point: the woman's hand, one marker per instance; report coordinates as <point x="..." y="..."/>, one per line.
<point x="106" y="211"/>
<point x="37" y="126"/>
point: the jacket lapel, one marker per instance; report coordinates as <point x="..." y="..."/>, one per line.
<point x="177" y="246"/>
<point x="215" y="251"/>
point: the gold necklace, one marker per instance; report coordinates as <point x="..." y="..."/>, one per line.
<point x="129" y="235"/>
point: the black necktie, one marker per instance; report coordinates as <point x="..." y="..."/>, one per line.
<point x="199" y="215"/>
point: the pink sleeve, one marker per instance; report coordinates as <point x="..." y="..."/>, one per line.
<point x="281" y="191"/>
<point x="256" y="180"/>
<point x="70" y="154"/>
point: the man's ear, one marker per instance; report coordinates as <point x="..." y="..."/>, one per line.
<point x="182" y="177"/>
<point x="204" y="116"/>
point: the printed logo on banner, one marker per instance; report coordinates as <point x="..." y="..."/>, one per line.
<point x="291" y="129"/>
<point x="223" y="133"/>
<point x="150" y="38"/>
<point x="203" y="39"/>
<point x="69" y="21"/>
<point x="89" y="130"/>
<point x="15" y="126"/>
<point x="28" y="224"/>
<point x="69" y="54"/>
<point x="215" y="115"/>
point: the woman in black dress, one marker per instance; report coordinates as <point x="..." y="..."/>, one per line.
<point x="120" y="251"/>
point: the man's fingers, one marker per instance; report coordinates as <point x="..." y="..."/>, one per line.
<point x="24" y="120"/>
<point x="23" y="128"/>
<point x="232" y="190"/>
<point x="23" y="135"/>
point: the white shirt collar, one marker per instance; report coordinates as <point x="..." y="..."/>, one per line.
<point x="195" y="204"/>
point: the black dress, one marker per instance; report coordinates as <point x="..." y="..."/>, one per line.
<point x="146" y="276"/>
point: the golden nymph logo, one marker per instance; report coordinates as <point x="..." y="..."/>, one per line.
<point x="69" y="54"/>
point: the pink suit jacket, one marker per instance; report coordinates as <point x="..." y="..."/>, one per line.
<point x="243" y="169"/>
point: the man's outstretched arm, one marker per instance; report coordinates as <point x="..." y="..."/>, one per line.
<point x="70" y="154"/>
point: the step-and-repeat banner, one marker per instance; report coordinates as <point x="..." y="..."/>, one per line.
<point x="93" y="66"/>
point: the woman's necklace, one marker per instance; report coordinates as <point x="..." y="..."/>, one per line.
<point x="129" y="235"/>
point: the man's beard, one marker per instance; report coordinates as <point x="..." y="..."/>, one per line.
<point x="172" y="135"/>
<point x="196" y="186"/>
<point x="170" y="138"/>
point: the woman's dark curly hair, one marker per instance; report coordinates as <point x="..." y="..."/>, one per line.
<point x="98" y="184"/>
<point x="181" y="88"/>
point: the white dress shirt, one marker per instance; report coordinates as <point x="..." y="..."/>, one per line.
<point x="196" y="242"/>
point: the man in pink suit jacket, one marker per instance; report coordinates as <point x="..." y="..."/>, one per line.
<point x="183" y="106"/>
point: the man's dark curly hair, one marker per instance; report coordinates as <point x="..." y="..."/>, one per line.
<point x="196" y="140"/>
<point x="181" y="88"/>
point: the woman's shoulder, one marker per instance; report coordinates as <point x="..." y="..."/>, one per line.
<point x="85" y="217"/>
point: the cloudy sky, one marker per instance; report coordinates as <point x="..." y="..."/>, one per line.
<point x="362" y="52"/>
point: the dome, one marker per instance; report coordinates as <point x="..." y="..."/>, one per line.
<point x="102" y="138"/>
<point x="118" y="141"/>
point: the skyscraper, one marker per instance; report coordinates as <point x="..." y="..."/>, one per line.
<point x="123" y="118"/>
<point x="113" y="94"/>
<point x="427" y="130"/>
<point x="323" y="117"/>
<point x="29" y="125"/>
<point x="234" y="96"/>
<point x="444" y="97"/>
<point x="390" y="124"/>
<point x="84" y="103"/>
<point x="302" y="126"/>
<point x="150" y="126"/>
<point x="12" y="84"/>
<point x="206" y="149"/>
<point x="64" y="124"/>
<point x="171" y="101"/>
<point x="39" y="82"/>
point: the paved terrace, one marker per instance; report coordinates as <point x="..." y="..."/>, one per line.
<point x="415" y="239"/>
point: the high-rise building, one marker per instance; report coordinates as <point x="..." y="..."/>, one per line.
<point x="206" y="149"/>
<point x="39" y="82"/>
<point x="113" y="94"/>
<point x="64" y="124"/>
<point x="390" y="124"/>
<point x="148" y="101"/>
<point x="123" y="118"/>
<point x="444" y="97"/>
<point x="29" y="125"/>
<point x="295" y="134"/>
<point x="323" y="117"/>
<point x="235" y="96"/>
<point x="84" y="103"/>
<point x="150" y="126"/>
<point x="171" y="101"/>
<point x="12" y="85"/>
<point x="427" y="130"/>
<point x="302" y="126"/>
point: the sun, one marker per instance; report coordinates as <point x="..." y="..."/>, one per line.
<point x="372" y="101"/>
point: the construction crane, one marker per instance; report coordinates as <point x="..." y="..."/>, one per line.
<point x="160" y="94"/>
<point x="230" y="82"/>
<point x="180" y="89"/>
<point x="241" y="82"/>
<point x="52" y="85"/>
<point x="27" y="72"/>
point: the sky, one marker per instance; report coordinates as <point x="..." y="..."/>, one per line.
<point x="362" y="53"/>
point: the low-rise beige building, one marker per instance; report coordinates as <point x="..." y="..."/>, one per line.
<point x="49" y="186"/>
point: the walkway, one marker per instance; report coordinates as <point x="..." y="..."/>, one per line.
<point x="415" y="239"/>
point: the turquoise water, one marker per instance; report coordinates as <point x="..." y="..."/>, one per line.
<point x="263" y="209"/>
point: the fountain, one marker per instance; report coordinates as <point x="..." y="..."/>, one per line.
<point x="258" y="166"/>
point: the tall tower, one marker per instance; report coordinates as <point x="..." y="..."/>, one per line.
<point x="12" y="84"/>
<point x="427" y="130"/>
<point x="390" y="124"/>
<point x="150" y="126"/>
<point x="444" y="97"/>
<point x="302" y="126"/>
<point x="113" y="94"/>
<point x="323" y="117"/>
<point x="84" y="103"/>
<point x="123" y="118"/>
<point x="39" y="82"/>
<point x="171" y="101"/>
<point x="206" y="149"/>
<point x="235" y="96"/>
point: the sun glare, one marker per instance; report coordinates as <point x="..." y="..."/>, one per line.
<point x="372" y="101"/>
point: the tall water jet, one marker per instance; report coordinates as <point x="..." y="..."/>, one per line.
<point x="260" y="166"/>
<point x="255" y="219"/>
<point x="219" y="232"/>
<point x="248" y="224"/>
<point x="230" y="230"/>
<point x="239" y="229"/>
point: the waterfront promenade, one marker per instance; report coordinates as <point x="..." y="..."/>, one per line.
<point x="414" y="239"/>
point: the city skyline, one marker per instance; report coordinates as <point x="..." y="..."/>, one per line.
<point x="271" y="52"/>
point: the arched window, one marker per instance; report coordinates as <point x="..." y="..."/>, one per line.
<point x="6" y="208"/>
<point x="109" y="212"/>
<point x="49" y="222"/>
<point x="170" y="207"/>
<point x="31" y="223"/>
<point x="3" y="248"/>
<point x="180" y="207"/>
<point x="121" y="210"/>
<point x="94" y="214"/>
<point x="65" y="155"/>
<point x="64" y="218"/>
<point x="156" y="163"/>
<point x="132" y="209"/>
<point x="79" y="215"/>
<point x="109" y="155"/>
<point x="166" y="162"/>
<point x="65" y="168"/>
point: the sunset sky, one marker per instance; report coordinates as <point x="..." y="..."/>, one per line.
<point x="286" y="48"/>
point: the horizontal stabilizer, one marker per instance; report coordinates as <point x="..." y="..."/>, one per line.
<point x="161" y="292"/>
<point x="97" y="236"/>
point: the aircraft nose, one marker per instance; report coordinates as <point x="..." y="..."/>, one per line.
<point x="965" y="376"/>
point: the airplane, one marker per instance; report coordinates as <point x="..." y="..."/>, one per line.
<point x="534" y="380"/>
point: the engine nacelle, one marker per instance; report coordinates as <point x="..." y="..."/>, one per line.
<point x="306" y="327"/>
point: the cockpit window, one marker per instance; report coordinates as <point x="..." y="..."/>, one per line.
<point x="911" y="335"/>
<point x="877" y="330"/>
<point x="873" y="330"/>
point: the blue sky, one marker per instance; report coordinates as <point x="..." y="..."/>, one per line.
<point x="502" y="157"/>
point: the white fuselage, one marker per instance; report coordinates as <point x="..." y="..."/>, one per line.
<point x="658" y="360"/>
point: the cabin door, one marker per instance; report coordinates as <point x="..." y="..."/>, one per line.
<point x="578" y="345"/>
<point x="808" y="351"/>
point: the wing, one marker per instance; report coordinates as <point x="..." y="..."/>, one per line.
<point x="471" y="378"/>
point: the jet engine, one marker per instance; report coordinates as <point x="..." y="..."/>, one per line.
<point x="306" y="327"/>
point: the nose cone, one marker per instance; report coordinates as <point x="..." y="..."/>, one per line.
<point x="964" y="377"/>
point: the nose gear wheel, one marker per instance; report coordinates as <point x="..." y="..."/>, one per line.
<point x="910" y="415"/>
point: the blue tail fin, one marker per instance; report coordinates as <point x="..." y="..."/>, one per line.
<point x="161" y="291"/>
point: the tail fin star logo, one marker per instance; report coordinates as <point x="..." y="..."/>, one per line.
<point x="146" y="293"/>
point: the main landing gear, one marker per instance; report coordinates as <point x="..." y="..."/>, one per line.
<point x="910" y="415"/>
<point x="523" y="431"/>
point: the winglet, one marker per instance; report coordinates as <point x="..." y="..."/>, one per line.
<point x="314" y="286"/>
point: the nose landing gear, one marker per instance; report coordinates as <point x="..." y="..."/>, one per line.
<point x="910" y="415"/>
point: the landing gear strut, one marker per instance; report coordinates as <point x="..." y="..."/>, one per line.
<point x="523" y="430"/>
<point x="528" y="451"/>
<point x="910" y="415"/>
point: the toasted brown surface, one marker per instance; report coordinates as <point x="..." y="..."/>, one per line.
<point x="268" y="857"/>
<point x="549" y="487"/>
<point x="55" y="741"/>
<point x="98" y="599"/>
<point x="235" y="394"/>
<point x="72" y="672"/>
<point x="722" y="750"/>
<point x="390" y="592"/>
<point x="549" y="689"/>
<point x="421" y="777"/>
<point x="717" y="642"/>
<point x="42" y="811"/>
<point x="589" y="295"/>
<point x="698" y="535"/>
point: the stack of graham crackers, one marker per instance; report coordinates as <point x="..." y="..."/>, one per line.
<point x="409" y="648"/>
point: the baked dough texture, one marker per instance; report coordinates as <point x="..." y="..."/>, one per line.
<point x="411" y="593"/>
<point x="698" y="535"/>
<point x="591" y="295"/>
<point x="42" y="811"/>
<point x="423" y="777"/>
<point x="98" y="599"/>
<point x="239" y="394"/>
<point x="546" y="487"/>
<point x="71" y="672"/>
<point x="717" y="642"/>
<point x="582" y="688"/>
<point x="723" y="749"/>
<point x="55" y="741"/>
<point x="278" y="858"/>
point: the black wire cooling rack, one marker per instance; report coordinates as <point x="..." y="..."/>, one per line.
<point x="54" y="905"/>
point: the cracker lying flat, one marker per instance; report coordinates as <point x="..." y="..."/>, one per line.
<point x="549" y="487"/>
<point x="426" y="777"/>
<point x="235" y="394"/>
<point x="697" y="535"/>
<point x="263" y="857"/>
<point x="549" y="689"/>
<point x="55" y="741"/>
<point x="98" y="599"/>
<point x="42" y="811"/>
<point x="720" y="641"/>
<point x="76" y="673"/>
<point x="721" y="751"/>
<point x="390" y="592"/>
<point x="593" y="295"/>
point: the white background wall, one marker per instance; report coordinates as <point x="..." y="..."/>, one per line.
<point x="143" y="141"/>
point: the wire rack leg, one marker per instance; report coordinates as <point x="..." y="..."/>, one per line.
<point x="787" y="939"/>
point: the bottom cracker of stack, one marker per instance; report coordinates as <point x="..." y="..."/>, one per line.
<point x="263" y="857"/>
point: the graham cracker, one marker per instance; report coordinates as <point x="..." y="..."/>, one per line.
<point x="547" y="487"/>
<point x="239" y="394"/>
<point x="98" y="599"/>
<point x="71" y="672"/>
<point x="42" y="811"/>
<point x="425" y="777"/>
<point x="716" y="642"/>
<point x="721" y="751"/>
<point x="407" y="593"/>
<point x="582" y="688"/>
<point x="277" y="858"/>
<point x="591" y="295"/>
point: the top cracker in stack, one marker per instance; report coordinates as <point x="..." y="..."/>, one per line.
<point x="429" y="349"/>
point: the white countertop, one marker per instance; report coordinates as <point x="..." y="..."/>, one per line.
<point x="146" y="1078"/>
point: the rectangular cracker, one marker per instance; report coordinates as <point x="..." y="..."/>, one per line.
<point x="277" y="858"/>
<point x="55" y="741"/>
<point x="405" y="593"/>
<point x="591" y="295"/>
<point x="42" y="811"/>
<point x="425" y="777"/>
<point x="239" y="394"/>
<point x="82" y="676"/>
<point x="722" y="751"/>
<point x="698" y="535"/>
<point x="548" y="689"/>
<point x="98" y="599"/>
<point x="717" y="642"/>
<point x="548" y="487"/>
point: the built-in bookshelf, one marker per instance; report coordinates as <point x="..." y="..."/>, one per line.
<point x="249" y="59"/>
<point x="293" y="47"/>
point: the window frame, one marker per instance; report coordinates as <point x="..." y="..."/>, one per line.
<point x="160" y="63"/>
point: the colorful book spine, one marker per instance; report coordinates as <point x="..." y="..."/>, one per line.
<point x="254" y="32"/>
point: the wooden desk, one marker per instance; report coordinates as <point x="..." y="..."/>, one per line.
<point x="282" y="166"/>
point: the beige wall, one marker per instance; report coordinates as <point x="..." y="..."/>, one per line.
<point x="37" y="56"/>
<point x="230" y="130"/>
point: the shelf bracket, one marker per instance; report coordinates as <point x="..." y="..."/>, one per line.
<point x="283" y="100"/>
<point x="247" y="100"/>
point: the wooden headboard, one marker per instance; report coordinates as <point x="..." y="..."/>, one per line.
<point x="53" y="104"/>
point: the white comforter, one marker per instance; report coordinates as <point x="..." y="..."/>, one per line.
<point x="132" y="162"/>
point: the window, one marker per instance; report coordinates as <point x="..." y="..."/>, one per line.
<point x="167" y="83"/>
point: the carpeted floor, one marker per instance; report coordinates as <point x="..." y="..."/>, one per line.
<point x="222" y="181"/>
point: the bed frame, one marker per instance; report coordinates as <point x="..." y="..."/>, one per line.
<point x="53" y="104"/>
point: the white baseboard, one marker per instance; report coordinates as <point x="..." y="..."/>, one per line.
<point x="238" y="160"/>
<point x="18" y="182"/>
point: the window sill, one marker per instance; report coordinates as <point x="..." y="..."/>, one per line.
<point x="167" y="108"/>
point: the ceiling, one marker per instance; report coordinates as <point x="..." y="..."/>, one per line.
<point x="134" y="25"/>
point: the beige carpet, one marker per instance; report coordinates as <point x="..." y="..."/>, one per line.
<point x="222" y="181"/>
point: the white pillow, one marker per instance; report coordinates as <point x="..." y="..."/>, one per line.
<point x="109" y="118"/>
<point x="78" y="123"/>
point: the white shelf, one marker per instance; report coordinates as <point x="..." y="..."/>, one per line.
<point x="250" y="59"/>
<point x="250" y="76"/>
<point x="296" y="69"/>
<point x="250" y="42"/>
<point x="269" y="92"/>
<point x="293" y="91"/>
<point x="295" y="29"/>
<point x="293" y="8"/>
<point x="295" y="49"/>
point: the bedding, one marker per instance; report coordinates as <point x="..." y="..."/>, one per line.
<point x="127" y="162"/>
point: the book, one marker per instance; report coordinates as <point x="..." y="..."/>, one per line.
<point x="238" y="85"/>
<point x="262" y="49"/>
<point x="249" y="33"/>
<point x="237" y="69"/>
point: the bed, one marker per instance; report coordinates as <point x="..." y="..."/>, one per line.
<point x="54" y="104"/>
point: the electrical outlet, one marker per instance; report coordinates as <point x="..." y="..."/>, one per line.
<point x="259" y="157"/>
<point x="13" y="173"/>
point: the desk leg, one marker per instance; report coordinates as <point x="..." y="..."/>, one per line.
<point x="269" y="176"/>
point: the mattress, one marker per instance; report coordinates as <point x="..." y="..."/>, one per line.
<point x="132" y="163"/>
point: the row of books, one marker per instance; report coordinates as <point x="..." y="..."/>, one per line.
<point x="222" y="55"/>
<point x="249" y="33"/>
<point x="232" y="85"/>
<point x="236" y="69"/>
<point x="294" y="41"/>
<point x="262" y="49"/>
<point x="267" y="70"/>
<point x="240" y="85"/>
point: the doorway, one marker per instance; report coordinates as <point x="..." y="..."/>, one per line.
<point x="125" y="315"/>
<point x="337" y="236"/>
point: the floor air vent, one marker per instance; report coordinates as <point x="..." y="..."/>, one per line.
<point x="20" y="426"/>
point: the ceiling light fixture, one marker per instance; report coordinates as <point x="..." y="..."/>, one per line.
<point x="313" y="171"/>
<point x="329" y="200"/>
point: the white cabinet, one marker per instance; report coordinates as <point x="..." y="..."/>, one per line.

What needs to be done.
Can you format the stretch from the line containing "point: the floor" through the end of the records as a numbered list, leaving out any blank lines?

Answer below.
1. point: the floor air vent, one marker per instance; report coordinates as <point x="..." y="..."/>, one per line.
2. <point x="20" y="426"/>
3. point: the ceiling light fixture, one marker per instance; report coordinates as <point x="..." y="..."/>, one per line.
4. <point x="313" y="171"/>
5. <point x="329" y="200"/>
6. point: the white cabinet, one marker per instance; report coordinates as <point x="..." y="..."/>, one per line.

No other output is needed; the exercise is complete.